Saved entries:
*** Block opens ***
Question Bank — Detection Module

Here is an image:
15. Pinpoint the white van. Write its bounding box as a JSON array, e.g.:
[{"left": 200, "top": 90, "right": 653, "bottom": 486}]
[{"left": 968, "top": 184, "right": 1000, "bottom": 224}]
*** Block closes ***
*** Block opens ***
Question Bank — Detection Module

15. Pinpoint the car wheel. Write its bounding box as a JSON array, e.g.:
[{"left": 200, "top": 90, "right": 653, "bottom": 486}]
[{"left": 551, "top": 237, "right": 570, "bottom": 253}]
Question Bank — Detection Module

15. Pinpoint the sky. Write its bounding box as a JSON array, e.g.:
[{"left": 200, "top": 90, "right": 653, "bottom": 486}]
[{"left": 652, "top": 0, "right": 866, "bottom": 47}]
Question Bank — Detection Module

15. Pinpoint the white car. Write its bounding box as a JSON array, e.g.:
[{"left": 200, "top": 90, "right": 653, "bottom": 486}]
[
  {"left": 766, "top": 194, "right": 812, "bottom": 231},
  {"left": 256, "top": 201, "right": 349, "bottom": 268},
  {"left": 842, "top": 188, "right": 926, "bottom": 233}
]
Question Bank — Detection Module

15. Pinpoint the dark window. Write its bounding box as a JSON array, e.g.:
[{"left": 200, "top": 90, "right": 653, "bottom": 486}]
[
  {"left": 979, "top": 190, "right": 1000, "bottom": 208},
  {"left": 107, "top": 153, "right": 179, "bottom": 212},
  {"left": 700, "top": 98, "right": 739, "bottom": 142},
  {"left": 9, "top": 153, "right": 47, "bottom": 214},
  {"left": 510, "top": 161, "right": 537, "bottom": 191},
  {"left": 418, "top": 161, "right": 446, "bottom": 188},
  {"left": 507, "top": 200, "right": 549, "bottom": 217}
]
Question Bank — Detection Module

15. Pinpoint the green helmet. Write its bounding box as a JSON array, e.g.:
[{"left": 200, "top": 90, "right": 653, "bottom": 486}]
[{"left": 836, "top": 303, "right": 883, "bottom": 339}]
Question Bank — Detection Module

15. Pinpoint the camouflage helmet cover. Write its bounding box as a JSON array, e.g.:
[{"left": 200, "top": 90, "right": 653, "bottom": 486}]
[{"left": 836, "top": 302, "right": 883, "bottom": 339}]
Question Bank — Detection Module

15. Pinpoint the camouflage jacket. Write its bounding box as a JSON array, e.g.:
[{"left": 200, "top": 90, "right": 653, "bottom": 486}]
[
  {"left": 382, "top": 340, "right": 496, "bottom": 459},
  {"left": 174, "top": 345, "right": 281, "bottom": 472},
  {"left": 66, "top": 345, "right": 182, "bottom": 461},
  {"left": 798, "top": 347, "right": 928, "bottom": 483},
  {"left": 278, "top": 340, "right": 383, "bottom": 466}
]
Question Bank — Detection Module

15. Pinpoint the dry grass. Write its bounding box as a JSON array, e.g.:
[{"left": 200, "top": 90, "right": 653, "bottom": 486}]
*** Block closes ***
*** Block opens ***
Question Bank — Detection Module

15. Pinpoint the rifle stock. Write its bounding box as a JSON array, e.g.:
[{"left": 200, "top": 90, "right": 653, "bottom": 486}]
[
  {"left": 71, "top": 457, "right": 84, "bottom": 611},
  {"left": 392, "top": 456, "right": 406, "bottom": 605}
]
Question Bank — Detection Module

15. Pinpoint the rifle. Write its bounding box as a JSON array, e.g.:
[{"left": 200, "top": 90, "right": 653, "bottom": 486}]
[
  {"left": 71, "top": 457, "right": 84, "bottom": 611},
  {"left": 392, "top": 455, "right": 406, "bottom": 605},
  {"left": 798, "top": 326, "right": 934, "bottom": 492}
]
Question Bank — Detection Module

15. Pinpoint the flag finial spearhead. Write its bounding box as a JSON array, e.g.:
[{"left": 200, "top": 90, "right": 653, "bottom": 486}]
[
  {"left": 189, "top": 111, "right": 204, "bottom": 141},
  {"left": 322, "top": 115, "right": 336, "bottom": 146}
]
*** Block closes ***
### EXERCISE DIRECTIONS
Please report only the count of lines in the entries above where the word "JSON" appears.

### REPLY
12